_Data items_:
########################################
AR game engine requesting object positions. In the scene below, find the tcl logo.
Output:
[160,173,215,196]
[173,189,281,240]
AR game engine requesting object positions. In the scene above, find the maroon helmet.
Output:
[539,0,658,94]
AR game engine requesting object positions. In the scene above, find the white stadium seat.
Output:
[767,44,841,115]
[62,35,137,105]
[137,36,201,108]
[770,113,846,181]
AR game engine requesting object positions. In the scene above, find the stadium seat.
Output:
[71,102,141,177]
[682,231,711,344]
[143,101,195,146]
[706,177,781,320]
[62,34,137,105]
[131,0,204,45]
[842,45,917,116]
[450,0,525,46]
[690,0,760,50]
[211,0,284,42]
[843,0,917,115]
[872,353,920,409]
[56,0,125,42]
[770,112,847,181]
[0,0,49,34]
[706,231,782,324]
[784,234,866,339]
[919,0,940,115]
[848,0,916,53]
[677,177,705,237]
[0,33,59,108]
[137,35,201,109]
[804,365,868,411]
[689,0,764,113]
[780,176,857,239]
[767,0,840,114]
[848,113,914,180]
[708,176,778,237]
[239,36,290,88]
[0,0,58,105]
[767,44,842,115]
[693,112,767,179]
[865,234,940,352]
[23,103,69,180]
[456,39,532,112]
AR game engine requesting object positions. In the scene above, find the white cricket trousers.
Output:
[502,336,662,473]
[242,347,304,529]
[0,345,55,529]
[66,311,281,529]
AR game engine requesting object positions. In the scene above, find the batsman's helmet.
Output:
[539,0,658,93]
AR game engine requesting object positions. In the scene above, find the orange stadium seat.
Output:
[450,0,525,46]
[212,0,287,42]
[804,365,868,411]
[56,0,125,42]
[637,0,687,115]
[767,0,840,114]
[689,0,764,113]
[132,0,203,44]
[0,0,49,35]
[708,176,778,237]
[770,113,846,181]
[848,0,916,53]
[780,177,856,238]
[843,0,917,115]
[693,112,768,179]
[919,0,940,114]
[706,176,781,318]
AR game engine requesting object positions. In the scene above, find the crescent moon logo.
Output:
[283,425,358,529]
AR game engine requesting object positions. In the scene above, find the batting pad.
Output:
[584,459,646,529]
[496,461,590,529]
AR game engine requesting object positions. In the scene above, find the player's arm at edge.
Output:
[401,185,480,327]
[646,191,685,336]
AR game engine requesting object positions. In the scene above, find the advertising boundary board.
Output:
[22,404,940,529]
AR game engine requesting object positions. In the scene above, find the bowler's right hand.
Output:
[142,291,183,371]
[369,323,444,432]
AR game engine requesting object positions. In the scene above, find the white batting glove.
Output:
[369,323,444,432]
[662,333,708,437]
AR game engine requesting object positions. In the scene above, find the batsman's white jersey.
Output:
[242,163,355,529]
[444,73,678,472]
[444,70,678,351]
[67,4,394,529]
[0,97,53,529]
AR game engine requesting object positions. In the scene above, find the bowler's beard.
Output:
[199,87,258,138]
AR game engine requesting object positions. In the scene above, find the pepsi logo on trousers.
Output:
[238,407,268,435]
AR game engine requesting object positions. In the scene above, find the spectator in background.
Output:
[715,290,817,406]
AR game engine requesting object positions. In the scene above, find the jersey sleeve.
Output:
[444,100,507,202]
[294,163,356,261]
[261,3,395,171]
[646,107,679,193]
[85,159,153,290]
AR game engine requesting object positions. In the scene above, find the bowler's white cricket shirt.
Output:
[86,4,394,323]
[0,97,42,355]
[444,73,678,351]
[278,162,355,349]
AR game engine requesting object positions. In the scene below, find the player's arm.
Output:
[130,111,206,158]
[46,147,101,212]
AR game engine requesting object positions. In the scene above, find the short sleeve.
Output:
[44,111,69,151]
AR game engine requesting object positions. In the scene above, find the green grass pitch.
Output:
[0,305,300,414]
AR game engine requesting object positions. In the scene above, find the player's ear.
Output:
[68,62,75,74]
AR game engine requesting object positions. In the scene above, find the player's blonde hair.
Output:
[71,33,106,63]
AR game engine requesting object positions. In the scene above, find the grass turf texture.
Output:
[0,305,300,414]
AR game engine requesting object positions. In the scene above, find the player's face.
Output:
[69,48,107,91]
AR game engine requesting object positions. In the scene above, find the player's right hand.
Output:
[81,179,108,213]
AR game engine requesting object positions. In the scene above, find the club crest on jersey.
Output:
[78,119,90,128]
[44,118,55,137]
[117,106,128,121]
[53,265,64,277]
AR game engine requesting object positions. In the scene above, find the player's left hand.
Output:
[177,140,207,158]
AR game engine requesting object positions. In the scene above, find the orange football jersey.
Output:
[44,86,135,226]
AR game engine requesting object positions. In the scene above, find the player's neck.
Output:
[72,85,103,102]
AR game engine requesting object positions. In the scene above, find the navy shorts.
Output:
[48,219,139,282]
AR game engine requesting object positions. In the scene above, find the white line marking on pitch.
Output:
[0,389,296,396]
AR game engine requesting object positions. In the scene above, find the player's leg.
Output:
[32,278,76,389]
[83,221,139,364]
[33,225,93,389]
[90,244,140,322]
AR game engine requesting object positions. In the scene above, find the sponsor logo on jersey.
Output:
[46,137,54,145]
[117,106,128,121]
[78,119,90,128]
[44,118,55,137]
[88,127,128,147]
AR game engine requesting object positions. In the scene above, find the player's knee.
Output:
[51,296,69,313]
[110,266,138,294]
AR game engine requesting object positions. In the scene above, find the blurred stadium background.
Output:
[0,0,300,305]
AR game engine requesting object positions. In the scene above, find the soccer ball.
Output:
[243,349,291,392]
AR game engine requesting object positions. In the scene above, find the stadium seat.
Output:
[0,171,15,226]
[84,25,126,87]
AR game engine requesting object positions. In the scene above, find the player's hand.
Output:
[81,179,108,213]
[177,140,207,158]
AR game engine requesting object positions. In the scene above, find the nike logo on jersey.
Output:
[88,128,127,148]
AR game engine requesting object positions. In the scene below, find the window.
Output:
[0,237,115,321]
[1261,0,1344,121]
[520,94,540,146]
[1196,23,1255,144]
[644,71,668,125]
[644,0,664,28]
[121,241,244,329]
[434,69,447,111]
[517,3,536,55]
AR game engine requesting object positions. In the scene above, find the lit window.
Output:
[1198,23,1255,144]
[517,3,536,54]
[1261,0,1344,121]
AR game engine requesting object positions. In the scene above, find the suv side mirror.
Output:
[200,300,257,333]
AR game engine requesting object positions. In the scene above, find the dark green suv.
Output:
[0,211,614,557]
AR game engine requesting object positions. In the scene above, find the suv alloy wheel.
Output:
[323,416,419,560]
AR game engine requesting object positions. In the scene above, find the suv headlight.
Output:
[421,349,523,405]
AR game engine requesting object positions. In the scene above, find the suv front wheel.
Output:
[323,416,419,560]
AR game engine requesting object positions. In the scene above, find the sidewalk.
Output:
########################################
Gather every line from the records above that contains the word "pitch", copying each such line in full.

AR game engine requesting object positions. In the scene above, find the green grass pitch.
AR game engine requesting object positions. In the scene above, find the white line marking on pitch.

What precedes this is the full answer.